#### TRY IT:
Restate word for word, and only, the lines that extend from the line containing "Expected behaviour: for every instance of the light" through the end of the records below.
□ □ □ □
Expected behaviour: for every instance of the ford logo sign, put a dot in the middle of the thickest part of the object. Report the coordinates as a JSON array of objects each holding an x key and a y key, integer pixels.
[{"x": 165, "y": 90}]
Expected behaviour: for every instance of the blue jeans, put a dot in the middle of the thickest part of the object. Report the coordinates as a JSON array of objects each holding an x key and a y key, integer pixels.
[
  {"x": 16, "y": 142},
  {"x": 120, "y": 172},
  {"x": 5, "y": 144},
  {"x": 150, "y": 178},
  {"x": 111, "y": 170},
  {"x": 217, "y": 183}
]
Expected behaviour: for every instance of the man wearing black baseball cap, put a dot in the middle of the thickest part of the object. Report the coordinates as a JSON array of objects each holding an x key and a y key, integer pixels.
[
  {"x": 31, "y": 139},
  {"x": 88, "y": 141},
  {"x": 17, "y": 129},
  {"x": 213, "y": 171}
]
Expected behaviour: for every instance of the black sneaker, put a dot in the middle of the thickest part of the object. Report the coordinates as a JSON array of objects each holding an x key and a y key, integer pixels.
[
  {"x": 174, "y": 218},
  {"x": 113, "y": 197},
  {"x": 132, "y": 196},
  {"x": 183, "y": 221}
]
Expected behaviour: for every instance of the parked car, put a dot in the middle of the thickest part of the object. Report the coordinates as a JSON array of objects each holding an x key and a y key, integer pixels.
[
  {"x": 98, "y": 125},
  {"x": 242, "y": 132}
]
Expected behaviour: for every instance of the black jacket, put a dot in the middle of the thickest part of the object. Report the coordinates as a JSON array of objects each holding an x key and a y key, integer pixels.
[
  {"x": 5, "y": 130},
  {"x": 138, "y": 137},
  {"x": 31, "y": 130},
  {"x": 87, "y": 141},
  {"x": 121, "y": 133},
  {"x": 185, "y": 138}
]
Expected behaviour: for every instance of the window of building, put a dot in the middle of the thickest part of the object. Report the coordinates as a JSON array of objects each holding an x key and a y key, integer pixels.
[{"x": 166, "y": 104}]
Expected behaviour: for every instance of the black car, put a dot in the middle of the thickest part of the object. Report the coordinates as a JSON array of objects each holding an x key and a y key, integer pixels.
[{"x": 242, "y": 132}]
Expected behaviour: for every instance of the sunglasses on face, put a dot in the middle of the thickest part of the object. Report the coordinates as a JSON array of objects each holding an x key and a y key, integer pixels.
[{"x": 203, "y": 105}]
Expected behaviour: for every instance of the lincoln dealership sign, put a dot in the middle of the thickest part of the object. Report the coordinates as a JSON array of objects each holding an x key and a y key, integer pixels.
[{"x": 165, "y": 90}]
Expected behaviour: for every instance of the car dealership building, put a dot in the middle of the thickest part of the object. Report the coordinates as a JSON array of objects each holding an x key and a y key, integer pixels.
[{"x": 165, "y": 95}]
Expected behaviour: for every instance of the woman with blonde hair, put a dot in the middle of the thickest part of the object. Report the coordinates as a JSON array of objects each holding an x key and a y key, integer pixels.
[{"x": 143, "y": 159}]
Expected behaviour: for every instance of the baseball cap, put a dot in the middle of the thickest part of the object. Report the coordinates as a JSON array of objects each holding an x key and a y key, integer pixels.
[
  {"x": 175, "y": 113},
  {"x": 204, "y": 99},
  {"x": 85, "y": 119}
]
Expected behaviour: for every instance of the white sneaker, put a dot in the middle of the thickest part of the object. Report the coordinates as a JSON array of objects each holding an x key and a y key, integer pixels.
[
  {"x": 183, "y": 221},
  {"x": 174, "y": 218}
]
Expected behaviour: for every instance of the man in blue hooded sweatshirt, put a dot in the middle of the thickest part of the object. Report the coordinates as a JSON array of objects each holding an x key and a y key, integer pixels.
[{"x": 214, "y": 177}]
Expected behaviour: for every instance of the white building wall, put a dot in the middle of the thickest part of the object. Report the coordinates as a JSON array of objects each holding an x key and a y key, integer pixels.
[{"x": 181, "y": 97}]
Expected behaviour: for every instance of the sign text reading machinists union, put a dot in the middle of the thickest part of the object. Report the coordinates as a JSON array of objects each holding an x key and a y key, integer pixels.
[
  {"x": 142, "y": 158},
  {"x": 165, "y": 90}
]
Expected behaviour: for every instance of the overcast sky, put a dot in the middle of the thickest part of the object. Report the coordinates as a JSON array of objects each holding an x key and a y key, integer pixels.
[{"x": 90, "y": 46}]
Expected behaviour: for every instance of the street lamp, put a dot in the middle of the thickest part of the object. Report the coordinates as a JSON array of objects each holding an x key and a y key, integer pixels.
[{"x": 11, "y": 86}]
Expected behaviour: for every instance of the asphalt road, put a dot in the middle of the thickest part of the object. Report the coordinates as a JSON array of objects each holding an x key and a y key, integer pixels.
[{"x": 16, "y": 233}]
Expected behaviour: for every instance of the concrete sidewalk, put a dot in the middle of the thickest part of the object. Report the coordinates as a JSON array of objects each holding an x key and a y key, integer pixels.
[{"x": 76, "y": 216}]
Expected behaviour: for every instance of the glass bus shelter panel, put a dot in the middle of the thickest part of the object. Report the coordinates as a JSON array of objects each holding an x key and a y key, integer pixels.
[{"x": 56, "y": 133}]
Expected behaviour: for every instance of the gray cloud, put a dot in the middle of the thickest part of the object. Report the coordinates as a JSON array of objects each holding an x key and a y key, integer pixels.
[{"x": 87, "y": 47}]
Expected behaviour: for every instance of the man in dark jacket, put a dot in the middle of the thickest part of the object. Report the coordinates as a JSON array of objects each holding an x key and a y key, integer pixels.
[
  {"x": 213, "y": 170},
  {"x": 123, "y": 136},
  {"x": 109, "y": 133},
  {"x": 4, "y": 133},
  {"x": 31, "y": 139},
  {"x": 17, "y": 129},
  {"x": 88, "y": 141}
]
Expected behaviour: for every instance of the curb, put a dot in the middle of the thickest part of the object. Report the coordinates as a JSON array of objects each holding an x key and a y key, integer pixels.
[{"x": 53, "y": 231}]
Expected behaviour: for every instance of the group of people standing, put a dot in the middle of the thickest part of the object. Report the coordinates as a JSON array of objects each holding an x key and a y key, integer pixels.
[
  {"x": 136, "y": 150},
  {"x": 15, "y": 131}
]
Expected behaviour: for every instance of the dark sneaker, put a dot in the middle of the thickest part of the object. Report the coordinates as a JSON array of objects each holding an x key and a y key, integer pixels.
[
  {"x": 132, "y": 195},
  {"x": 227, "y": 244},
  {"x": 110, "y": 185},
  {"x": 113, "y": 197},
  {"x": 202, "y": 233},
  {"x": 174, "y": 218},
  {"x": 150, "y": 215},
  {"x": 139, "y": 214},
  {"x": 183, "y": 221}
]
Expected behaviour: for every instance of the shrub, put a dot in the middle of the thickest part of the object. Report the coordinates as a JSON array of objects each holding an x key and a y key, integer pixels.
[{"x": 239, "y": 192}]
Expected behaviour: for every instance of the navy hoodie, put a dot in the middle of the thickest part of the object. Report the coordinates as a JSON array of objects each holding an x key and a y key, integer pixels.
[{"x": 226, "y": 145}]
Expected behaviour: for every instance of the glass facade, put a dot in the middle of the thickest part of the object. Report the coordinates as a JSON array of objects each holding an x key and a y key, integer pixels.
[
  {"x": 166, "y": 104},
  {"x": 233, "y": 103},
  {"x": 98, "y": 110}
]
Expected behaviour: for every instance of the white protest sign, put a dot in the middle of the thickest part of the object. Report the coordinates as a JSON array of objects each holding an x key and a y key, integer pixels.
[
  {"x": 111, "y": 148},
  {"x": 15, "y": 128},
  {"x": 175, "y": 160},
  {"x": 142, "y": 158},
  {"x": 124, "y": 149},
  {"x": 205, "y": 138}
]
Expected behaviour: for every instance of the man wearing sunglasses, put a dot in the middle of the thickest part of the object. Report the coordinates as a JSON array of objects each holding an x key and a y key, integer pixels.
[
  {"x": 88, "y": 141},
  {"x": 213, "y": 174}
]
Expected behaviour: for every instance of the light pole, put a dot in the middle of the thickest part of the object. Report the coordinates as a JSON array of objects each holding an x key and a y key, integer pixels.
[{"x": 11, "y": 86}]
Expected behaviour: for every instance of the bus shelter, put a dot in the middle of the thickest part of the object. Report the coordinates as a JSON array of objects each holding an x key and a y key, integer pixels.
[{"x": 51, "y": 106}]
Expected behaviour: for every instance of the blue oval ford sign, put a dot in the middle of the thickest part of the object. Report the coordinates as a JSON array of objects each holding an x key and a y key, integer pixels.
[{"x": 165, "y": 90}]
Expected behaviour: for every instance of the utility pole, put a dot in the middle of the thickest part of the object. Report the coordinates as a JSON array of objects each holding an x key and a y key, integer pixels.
□ □ □ □
#### YOUR SOLUTION:
Expected behaviour: for every instance of the light pole, put a dot in the middle of the thickest part of the object. Report the coordinates as a JSON array of objects each holding an x key and a y key, integer pixels.
[{"x": 11, "y": 86}]
Expected behaviour: for every instance of the bus shelter, put a dot in the middle of the thickest part of the object. Report the coordinates as a JSON array of objects each holding an x key and a y key, integer pixels.
[{"x": 51, "y": 106}]
Expected behaviour: for every instance of the blue oval ford sign, put a dot in the middle of the thickest part of the object. Report the coordinates as a JSON array of objects each holding an x key and a y key, integer pixels.
[{"x": 165, "y": 90}]
Expected behaviour: for every instance of the utility pole, put a dot in the middle of the thickest part of the object. Report the coordinates as a JSON array of objects each holding an x key and a y key, integer pixels.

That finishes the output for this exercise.